INSTRUCTIONS TO FOLLOW:
Output an exact reproduction of the data.

------ DATA RECORDS ------

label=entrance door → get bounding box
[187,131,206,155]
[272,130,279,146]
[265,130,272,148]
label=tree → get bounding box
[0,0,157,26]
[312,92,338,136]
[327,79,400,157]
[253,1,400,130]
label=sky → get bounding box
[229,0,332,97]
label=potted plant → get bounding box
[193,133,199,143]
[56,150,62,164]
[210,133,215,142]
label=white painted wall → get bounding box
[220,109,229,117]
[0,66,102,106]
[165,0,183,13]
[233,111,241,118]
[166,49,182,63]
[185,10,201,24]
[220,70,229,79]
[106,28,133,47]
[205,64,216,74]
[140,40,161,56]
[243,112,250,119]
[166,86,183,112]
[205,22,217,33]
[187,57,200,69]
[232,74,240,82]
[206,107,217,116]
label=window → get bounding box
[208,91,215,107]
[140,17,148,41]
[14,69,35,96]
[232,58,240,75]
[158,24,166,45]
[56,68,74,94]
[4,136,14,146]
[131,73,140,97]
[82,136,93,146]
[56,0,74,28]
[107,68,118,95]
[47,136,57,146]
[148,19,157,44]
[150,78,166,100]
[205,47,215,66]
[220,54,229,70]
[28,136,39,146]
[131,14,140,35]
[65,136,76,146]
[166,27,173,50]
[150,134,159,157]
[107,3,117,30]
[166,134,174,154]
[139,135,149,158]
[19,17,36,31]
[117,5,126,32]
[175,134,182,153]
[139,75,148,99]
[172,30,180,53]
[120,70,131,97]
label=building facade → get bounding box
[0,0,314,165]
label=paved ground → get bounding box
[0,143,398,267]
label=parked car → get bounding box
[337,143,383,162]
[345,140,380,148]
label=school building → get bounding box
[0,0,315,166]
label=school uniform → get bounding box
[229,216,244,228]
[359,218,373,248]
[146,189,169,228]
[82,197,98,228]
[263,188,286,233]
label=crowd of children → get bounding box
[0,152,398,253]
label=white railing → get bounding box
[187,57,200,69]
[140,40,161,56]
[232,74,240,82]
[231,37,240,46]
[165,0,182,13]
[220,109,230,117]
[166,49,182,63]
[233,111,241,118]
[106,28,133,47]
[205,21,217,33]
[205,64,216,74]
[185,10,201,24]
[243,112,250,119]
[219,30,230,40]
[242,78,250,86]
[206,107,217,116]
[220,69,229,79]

------

EXERCISE RESPONSE:
label=entrance door → get bounding box
[187,131,206,155]
[272,130,279,146]
[265,130,272,148]
label=tree → get bounding box
[0,0,157,26]
[312,92,338,136]
[327,79,400,157]
[253,1,400,130]
label=sky → get bounding box
[229,0,332,97]
label=potted plant → get bounding box
[193,133,199,143]
[56,150,62,164]
[210,133,215,142]
label=white painted wall → get bounding box
[220,109,229,117]
[0,66,102,106]
[165,0,183,13]
[233,111,241,118]
[166,49,182,63]
[185,10,201,24]
[220,70,229,79]
[106,28,133,47]
[205,64,216,74]
[140,40,161,56]
[243,112,250,119]
[166,86,183,112]
[205,22,217,33]
[187,57,200,69]
[232,74,240,82]
[206,107,217,116]
label=window → get bounding box
[208,91,215,107]
[140,17,148,41]
[14,69,35,96]
[232,58,240,75]
[158,24,166,45]
[56,68,74,94]
[4,136,14,146]
[131,73,140,97]
[82,136,93,146]
[56,0,74,28]
[107,68,118,95]
[47,136,57,146]
[148,19,157,44]
[150,78,166,100]
[205,47,215,66]
[220,54,229,70]
[28,136,39,146]
[131,14,140,35]
[65,136,76,146]
[166,27,173,50]
[150,134,159,157]
[107,3,117,30]
[166,134,174,154]
[139,135,149,158]
[19,17,36,31]
[117,5,126,32]
[175,134,182,153]
[139,75,148,99]
[172,30,180,53]
[120,70,131,97]
label=building facade → get bounding box
[0,0,314,165]
label=paved ground → get bounding box
[0,143,398,267]
label=parked car → get bounding box
[337,143,383,162]
[345,140,380,148]
label=school building → get bounding box
[0,0,315,166]
label=school uniform → get bounding box
[229,216,244,228]
[359,218,373,248]
[146,189,169,228]
[82,197,98,228]
[263,188,286,233]
label=crowd of children → get bounding box
[0,152,398,253]
label=white railing → get bounding box
[187,57,200,69]
[140,40,161,56]
[232,74,240,82]
[231,37,240,46]
[165,0,182,13]
[220,109,230,117]
[166,49,182,63]
[233,111,241,118]
[106,28,133,47]
[205,21,217,33]
[205,64,216,74]
[185,10,201,24]
[243,112,250,119]
[219,30,230,40]
[242,78,250,86]
[206,107,217,116]
[220,69,229,79]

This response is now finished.